**Input material**
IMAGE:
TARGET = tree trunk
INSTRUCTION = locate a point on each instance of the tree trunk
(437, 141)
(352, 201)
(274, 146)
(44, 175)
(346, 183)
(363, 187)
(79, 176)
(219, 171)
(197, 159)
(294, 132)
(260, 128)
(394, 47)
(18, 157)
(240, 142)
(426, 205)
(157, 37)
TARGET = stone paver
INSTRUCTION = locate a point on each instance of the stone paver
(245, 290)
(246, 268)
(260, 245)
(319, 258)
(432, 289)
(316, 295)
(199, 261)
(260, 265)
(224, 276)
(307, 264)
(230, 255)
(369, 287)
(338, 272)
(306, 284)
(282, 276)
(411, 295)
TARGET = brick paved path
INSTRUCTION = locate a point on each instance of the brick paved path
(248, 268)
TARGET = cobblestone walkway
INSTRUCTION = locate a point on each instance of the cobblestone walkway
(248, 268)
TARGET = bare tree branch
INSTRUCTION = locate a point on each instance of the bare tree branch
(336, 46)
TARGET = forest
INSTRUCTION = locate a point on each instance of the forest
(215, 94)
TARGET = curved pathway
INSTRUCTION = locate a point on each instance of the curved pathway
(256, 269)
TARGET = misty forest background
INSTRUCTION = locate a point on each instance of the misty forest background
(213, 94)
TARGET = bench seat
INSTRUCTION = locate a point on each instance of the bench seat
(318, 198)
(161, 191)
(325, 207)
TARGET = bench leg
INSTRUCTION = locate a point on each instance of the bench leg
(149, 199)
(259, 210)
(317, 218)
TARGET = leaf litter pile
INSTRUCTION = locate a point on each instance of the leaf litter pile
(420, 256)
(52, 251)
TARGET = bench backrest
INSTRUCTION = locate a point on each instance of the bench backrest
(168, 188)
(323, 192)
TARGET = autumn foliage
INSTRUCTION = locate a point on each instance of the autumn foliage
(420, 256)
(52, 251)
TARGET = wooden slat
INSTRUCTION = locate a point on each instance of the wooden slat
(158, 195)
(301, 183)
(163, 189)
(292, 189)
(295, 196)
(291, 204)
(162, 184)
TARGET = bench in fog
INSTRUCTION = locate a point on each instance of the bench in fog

**Required work**
Transcribe all entries word for word.

**Output of the exercise**
IMAGE:
TARGET = tree trunk
INSTRUCTION = locate a point on each instance of the tree trunk
(437, 141)
(352, 201)
(274, 146)
(44, 175)
(346, 183)
(363, 187)
(79, 176)
(219, 171)
(197, 159)
(294, 132)
(260, 128)
(394, 47)
(18, 157)
(240, 142)
(426, 205)
(157, 37)
TARGET = stone paver
INSTRUCTION = locate a point on each instance of the stone paver
(245, 290)
(246, 268)
(260, 245)
(319, 258)
(432, 289)
(316, 295)
(199, 261)
(260, 265)
(224, 276)
(307, 264)
(230, 255)
(369, 287)
(338, 272)
(306, 284)
(282, 276)
(411, 295)
TARGET = brick paved path
INSTRUCTION = locate a point on each instance of the brick paved path
(248, 268)
TARGET = cobblestone walkway
INSTRUCTION = locate a point on each instance of the cobblestone walkway
(248, 268)
TARGET = bare tree branch
INSTRUCTION = locate a point on each instance of the bare tree branch
(336, 46)
TARGET = forest
INSTRUCTION = locate a point on each instance of the forest
(215, 94)
TARGET = curved pathway
INSTRUCTION = locate a point on each instance of the curved pathway
(256, 269)
TARGET = misty forest background
INSTRUCTION = locate a point on each instance of the misty forest background
(213, 94)
TARGET = bench seat
INSTRUCTION = locate a point on each instance of the bench seat
(318, 198)
(161, 191)
(325, 207)
TARGET = bench leg
INSTRUCTION = locate a point on each instance of the bench leg
(149, 199)
(259, 210)
(317, 218)
TARGET = leaf litter pile
INSTRUCTION = locate a point on each instance of the leaf litter pile
(420, 256)
(52, 251)
TARGET = bench backrest
INSTRUCTION = locate a point on each instance of the bench backrest
(168, 188)
(323, 192)
TARGET = autumn foliage
INSTRUCTION = locate a point on each instance of the autumn foliage
(420, 256)
(52, 251)
TARGET = wooden slat
INSTRUCTION = locate a point on each instance of the wooden slat
(158, 195)
(301, 183)
(163, 189)
(292, 189)
(295, 196)
(291, 204)
(162, 184)
TARGET = bench in fog
INSTRUCTION = locate a point on each instance of the bench in fog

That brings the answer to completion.